* [Brief]: Transcribe the entries below exactly.

-- start Entries provided --

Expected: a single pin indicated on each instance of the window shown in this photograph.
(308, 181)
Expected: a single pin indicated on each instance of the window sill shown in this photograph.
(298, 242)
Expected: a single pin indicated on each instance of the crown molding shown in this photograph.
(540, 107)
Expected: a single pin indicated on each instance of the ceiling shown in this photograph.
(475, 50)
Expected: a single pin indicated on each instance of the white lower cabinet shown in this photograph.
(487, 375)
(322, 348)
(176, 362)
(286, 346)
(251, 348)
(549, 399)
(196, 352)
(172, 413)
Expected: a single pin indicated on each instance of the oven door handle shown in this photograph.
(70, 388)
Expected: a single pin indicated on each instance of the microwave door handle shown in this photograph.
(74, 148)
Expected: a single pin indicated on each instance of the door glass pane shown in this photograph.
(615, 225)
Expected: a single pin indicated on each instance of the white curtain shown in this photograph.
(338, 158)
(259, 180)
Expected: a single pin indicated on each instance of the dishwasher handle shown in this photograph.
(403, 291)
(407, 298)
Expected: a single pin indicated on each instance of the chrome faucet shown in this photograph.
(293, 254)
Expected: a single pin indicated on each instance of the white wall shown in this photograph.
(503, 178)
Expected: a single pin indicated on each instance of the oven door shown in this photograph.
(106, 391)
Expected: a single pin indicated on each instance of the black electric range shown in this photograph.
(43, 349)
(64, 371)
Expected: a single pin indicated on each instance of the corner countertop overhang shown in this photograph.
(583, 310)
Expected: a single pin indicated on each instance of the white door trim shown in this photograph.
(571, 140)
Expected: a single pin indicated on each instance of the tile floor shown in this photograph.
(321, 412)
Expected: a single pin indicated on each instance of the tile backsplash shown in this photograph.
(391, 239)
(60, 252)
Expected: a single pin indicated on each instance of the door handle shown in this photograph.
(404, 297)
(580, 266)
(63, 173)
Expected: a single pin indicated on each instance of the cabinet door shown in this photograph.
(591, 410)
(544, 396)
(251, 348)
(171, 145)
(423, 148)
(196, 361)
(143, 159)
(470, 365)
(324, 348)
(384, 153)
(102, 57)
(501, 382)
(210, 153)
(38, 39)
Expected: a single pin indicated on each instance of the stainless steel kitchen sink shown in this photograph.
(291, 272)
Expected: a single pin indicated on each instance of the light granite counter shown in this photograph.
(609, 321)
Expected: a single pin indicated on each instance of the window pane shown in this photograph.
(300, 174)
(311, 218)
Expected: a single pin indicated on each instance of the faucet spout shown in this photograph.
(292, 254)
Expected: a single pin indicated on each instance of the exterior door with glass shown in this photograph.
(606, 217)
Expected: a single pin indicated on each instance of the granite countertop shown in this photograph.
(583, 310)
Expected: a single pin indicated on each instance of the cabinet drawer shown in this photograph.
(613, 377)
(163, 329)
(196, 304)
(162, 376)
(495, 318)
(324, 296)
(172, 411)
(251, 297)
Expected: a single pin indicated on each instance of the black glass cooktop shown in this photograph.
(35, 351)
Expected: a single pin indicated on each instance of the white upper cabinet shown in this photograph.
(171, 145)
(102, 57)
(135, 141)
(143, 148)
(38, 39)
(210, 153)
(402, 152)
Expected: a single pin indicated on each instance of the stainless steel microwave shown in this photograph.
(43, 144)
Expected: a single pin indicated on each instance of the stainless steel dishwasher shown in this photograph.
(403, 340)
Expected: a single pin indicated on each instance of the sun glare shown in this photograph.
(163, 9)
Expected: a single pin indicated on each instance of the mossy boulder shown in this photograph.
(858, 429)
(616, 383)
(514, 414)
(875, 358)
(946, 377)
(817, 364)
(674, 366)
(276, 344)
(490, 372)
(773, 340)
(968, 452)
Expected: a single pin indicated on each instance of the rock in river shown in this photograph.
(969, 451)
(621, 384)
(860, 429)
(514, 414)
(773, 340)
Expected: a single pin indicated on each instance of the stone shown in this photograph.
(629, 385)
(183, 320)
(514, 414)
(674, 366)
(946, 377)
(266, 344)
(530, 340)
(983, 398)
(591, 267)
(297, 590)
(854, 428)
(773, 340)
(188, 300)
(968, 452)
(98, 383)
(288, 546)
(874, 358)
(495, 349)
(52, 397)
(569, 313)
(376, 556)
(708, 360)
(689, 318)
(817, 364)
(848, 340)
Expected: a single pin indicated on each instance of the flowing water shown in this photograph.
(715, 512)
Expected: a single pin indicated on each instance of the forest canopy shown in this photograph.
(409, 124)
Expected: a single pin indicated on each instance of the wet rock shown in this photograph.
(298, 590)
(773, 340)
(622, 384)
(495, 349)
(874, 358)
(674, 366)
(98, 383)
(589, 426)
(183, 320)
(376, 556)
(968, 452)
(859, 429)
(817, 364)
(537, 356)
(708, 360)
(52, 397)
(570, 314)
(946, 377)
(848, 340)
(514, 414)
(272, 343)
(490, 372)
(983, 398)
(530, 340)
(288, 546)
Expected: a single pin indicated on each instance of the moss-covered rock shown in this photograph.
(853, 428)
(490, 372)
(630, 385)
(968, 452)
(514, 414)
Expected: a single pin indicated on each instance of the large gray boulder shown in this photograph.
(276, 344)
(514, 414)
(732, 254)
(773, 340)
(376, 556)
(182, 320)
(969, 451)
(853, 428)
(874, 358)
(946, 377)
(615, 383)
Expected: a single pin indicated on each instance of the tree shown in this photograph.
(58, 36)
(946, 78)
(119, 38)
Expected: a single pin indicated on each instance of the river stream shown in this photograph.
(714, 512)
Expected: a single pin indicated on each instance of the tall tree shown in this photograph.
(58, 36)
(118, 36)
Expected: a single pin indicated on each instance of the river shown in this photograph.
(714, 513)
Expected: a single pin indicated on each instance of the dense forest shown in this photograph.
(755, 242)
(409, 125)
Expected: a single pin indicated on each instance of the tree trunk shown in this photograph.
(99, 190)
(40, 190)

-- end Entries provided --

* [Exercise answer]:
Expected: a single pin indicated on each instance of the window shown in this photograph.
(308, 181)
Expected: a single pin indicated on each instance of the window sill shown in this photograph.
(298, 242)
Expected: a single pin indicated on each instance of the crown molding shown in this photograph.
(540, 107)
Expected: a single pin indicated on each instance of the ceiling shown in this photograph.
(475, 50)
Expected: a single pin indicated on each instance of the white lower cabinet shown in this photograph.
(487, 375)
(322, 348)
(176, 362)
(286, 346)
(251, 348)
(549, 399)
(196, 352)
(172, 413)
Expected: a single pin indicated on each instance of the oven door handle shown in this photograph.
(70, 388)
Expected: a single pin indicated on each instance of the microwave door handle shown in this photograph.
(74, 148)
Expected: a single pin indicated on each instance of the door glass pane shown in this photograph.
(615, 225)
Expected: a single pin indicated on each instance of the white curtain shown in this photograph.
(338, 158)
(259, 180)
Expected: a single pin indicated on each instance of the dishwasher handle shown in this photograph.
(403, 291)
(407, 298)
Expected: a single pin indicated on each instance of the chrome faucet shown in this photograph.
(293, 254)
Expected: a single pin indicated on each instance of the white wall shown in this photograph.
(503, 178)
Expected: a single pin indicated on each instance of the oven door shown in this photograph.
(106, 391)
Expected: a single pin indicated on each instance of the black electric range shown in this photograph.
(43, 349)
(64, 371)
Expected: a single pin indicated on each instance of the corner countertop overhang shown in this photograph.
(583, 310)
Expected: a single pin indicated on each instance of the white door trim shown in this photograph.
(571, 140)
Expected: a single pin indicated on each instance of the tile floor shown in this photograph.
(321, 412)
Expected: a single pin indicated on each instance of the tile backsplash shown in this photograph.
(391, 239)
(60, 252)
Expected: a single pin indicated on each instance of the door handle shown in this photograph.
(404, 297)
(580, 266)
(63, 173)
Expected: a single pin indicated on each instance of the cabinet door shown in this photograph.
(591, 410)
(544, 396)
(251, 348)
(171, 145)
(423, 148)
(196, 361)
(143, 159)
(470, 365)
(324, 348)
(384, 153)
(102, 57)
(501, 382)
(210, 153)
(38, 39)
Expected: a single pin indicated on each instance of the stainless steel kitchen sink shown in this photograph.
(291, 272)
Expected: a single pin indicated on each instance of the light granite counter shown in this photograph.
(609, 321)
Expected: a single pin indicated on each instance of the window pane shown in this photograph.
(300, 174)
(311, 218)
Expected: a single pin indicated on each instance of the faucet spout shown in this photograph.
(292, 254)
Expected: a single pin indicated on each instance of the exterior door with glass shown in this photograph.
(606, 217)
Expected: a single pin indicated on each instance of the granite countertop shown in this photograph.
(583, 310)
Expected: a single pin indicated on each instance of the cabinet drawer shown in this photograph.
(613, 377)
(163, 329)
(196, 304)
(162, 376)
(495, 318)
(324, 296)
(172, 411)
(251, 297)
Expected: a single pin indicated on each instance of the black glass cooktop shown in this photograph.
(35, 351)
Expected: a single pin indicated on each instance of the white upper cabinet shown in this photograph.
(171, 145)
(102, 57)
(135, 141)
(143, 148)
(38, 39)
(210, 153)
(402, 152)
Expected: a single pin indicated on each instance of the stainless steel microwave shown in this photograph.
(43, 144)
Expected: a single pin indicated on each instance of the stainless steel dishwasher shown in this photograph.
(403, 340)
Expected: a single pin indicated on each instance of the sun glare shown in this photograph.
(163, 9)
Expected: a single pin indicated on each instance of the mossy boulder shown in this photograph.
(858, 429)
(616, 383)
(514, 414)
(875, 358)
(946, 377)
(817, 364)
(674, 366)
(276, 344)
(490, 372)
(773, 340)
(968, 452)
Expected: a single pin indicated on each instance of the rock in river shown in this photograph.
(969, 451)
(621, 384)
(860, 429)
(514, 414)
(773, 340)
Expected: a single pin indicated on each instance of the stone shown in this photograph.
(629, 385)
(183, 320)
(514, 414)
(674, 366)
(946, 377)
(266, 344)
(530, 340)
(983, 398)
(591, 267)
(297, 590)
(854, 428)
(773, 340)
(188, 300)
(968, 452)
(98, 383)
(288, 546)
(874, 358)
(495, 349)
(52, 397)
(569, 313)
(376, 556)
(708, 360)
(689, 318)
(817, 364)
(848, 340)
Expected: a single pin indicated on each instance of the flowing water shown in this photograph.
(715, 512)
Expected: a single pin indicated on each instance of the forest canopy shown in this photograph.
(409, 124)
Expected: a single pin indicated on each instance of the wet rock shown in this photograph.
(298, 590)
(773, 340)
(622, 384)
(495, 349)
(874, 358)
(674, 366)
(98, 383)
(589, 426)
(183, 320)
(376, 556)
(968, 452)
(859, 429)
(817, 364)
(537, 356)
(708, 360)
(52, 397)
(570, 314)
(946, 377)
(848, 340)
(514, 414)
(272, 343)
(490, 372)
(983, 398)
(530, 340)
(288, 546)
Expected: a single pin indicated on each instance of the moss-covered rock shown in this photograph.
(853, 428)
(490, 372)
(630, 385)
(968, 452)
(514, 414)
Expected: a single pin indicated on each instance of the large gray boulder shown in this photograph.
(276, 344)
(514, 414)
(732, 254)
(773, 340)
(376, 556)
(182, 320)
(969, 451)
(853, 428)
(874, 358)
(946, 377)
(615, 383)
Expected: a single pin indicated on each instance of the tree shown in this photograph.
(58, 36)
(946, 78)
(119, 38)
Expected: a single pin indicated on each instance of the river stream shown in this photograph.
(714, 512)
Expected: a single pin indicated on each instance of the tall tree shown in this photograph.
(58, 36)
(118, 36)
Expected: a single pin indicated on each instance of the river shown in this photograph.
(714, 513)
Expected: a single pin indicated on each instance of the dense forest shown in this photograph.
(755, 242)
(409, 125)
Expected: a single pin indicated on each instance of the tree trunk shown in this photograph.
(99, 190)
(40, 190)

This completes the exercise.